--- start ---
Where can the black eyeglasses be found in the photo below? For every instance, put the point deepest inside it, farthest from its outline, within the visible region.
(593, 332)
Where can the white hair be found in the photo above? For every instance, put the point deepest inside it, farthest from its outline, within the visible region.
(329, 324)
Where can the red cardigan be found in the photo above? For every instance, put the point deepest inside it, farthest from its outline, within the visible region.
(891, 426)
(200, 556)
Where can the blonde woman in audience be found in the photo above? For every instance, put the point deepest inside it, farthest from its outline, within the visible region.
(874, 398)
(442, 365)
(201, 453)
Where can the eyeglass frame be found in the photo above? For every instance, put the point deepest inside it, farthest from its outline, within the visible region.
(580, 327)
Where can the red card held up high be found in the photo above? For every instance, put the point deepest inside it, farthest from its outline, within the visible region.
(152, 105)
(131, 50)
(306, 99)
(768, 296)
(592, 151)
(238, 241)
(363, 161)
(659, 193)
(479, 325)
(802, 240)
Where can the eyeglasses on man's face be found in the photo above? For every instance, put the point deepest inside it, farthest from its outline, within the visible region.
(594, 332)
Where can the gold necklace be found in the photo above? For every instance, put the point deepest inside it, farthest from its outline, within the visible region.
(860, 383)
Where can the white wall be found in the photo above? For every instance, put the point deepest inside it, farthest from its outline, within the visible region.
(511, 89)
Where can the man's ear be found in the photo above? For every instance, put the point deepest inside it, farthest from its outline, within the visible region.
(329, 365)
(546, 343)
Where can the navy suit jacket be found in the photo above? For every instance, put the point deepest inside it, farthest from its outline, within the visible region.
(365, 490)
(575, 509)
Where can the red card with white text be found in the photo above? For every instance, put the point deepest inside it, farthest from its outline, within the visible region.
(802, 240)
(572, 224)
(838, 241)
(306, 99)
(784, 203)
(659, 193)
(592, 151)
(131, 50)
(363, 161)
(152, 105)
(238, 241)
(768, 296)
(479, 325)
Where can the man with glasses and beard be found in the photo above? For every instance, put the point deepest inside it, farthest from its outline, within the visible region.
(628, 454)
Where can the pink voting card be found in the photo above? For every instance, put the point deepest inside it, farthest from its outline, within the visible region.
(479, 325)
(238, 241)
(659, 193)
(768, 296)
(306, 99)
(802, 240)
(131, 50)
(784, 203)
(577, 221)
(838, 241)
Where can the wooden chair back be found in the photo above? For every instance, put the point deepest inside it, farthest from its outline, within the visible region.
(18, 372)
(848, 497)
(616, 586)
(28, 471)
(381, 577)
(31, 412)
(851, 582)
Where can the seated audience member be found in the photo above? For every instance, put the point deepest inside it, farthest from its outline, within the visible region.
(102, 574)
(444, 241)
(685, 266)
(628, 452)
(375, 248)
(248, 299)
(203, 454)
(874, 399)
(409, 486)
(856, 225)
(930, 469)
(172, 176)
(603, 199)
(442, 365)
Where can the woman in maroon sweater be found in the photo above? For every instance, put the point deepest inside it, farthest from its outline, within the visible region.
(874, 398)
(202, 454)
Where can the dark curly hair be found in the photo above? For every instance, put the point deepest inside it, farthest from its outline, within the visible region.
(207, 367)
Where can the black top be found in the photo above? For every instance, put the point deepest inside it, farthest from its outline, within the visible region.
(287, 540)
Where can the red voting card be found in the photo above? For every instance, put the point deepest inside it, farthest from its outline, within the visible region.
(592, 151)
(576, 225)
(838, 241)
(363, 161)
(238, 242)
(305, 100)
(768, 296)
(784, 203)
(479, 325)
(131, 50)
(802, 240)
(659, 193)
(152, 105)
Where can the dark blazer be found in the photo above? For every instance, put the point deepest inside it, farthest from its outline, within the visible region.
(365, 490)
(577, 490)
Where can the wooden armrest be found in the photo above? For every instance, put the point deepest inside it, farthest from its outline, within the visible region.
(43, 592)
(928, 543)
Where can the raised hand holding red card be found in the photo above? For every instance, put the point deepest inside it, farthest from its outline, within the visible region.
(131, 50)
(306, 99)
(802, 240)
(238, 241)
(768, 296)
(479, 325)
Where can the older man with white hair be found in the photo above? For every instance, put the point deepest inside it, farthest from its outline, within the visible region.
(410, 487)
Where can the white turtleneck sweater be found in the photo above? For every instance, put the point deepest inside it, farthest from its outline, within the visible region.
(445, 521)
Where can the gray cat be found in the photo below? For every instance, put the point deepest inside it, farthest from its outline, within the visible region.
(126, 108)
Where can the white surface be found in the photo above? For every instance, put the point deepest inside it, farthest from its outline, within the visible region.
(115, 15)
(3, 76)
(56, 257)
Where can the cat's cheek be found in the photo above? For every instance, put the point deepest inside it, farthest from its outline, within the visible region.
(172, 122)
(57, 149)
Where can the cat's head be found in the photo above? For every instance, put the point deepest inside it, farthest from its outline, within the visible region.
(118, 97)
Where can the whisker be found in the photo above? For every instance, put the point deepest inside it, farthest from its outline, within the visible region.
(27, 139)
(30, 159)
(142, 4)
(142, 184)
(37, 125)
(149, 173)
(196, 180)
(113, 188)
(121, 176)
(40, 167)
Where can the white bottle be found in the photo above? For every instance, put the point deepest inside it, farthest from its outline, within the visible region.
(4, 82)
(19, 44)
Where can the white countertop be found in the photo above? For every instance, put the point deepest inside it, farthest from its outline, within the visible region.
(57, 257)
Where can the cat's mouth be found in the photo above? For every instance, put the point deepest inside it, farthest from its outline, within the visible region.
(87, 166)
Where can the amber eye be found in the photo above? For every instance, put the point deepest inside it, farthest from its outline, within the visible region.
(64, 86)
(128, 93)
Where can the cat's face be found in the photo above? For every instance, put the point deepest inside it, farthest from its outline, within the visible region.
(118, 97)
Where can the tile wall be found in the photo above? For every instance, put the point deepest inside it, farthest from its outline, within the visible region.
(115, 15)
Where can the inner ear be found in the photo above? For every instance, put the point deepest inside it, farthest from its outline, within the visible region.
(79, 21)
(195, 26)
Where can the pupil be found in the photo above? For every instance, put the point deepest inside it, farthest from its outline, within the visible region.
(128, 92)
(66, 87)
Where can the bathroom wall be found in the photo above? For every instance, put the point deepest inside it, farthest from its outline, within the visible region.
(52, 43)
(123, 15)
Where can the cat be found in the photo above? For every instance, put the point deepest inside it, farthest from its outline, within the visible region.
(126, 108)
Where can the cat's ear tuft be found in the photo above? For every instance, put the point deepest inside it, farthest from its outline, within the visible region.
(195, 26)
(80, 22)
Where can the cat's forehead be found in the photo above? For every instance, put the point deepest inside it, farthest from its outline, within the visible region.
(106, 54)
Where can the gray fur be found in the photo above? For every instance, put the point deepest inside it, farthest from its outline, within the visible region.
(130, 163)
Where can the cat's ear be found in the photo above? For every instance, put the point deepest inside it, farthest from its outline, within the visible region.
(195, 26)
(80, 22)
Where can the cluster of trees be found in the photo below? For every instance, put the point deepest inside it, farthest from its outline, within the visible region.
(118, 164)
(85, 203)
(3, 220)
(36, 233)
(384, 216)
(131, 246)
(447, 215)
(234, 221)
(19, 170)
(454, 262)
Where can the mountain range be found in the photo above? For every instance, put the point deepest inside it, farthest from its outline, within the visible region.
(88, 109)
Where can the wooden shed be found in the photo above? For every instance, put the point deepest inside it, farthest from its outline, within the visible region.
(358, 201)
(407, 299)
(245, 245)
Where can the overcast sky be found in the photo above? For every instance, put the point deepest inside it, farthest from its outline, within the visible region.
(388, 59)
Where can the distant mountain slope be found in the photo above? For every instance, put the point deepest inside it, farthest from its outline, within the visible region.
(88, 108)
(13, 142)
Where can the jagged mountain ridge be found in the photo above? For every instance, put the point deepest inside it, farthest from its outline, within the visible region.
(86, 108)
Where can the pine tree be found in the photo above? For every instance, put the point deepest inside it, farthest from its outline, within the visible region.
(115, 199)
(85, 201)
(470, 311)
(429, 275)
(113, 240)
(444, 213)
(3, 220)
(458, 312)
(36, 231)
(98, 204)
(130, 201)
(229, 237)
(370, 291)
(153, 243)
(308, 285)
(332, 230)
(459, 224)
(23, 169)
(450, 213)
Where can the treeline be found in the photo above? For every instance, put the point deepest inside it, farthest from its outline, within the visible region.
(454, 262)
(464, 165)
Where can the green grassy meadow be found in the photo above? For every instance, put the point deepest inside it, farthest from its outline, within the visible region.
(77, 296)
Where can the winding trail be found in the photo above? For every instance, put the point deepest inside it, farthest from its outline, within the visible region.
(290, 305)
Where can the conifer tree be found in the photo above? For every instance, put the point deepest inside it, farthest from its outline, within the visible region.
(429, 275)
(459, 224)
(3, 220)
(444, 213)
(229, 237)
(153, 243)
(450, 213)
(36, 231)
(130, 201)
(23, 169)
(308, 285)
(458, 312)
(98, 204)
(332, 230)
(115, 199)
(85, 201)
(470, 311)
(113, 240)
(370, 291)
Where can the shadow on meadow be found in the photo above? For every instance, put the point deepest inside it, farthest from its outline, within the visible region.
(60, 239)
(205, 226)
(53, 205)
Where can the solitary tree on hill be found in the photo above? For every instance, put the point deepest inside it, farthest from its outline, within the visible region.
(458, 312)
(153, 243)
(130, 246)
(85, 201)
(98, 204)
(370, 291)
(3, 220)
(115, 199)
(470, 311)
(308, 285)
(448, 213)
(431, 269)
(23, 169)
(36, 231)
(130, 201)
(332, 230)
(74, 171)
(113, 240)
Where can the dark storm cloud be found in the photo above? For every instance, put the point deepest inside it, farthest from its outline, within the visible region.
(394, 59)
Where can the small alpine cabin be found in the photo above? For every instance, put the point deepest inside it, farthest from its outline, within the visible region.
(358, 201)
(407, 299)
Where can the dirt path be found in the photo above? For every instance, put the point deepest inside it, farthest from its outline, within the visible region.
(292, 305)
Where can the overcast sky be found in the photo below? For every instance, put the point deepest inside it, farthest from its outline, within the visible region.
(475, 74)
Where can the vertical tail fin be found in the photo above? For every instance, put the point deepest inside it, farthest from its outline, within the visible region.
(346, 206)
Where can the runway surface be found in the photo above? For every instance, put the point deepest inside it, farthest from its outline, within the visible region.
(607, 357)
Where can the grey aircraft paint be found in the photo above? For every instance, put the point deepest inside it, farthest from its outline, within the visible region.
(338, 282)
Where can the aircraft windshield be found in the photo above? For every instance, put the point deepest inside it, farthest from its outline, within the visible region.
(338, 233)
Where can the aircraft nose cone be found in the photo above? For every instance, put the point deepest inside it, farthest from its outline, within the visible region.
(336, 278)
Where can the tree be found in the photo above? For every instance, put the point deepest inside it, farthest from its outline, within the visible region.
--- end ---
* Task requirements:
Reproduce nothing but the lines from the line containing "Where can the grey" to the last line of the data, each exactly as written.

* Exercise output:
Where can the grey aircraft paint be found in the photo above? For every instance, put the point deepest inside it, farthest from its outline, within the visible region.
(338, 282)
Where can the aircraft windshield be found in the photo above? For every instance, put the point deepest inside it, farthest from its outline, within the visible region.
(338, 233)
Where can the aircraft nose cone be found in the photo above? For every instance, put the point deepest inside it, farthest from its outline, within the visible region.
(336, 278)
Where can the tree be found in the photo above? For every instance, put the point deepest inside it, farthest from its outline, within the visible region.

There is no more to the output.